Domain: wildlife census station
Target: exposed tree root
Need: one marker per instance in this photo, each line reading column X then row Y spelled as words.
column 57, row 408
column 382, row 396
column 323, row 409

_Directions_
The full listing should be reproduced exactly.

_Answer_
Domain: wildlife census station
Target: exposed tree root
Need: one marker per instance in this photo, each line reading column X then row Y spelled as words.
column 57, row 408
column 382, row 396
column 323, row 409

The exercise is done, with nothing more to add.